* [STATED PROBLEM] Present all of the records below as a numbered list, omitting the blank lines.

Records contained in a dataset:
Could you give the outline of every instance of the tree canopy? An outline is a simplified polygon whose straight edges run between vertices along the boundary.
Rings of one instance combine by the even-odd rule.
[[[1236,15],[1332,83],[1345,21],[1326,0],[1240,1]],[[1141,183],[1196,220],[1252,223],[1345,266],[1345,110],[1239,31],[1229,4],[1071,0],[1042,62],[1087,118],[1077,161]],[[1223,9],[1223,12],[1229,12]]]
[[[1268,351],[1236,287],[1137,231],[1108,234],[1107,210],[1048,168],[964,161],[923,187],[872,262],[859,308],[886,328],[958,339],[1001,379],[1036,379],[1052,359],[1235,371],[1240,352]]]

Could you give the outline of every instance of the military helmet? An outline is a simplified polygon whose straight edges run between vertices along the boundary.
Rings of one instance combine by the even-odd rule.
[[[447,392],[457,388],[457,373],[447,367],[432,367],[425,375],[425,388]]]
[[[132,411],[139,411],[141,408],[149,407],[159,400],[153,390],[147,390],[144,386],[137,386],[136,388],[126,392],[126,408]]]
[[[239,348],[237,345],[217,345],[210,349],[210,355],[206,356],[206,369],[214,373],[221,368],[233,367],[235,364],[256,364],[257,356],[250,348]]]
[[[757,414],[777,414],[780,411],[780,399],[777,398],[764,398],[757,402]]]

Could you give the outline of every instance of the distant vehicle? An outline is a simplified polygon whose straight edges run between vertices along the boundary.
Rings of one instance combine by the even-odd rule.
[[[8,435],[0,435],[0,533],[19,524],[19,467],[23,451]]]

* [WORKED SOLUTION]
1. Could you give the outline of every instance of the tree canopy? An outline is a simplified polygon whose straight edges run between vertices along the boundary.
2. Rings of one instance combine by the even-odd rule.
3. [[[1236,15],[1332,83],[1345,21],[1326,0],[1240,1]],[[1141,183],[1196,220],[1252,223],[1345,266],[1345,110],[1239,31],[1229,4],[1071,0],[1042,62],[1087,118],[1077,161]],[[1223,9],[1223,12],[1229,12]]]
4. [[[1268,351],[1236,287],[1137,231],[1108,234],[1107,210],[1048,168],[964,161],[923,187],[872,262],[859,308],[886,328],[958,339],[1001,379],[1036,379],[1052,359],[1235,371],[1240,352]]]
5. Could you give the outline of every instance of the military helmet? An outline is a simplified polygon whose straight edges run between vertices along the boundary.
6. Rings of one instance combine by the even-odd rule.
7. [[[447,392],[457,388],[457,373],[447,367],[432,367],[425,375],[425,388]]]
8. [[[132,411],[139,411],[141,408],[149,407],[159,400],[153,390],[147,390],[144,386],[137,386],[136,388],[126,392],[126,408]]]
9. [[[239,348],[237,345],[217,345],[210,349],[210,355],[206,356],[206,369],[214,373],[221,368],[233,367],[235,364],[256,364],[257,356],[250,348]]]
10. [[[757,414],[777,414],[780,411],[780,399],[777,398],[764,398],[757,402]]]
11. Could you give the outline of every instance of the distant vehicle? An outline is a simplified polygon whose straight edges run between vertices along the boundary.
12. Rings of one instance combine by the even-odd rule.
13. [[[8,435],[0,435],[0,533],[19,524],[19,467],[23,451]]]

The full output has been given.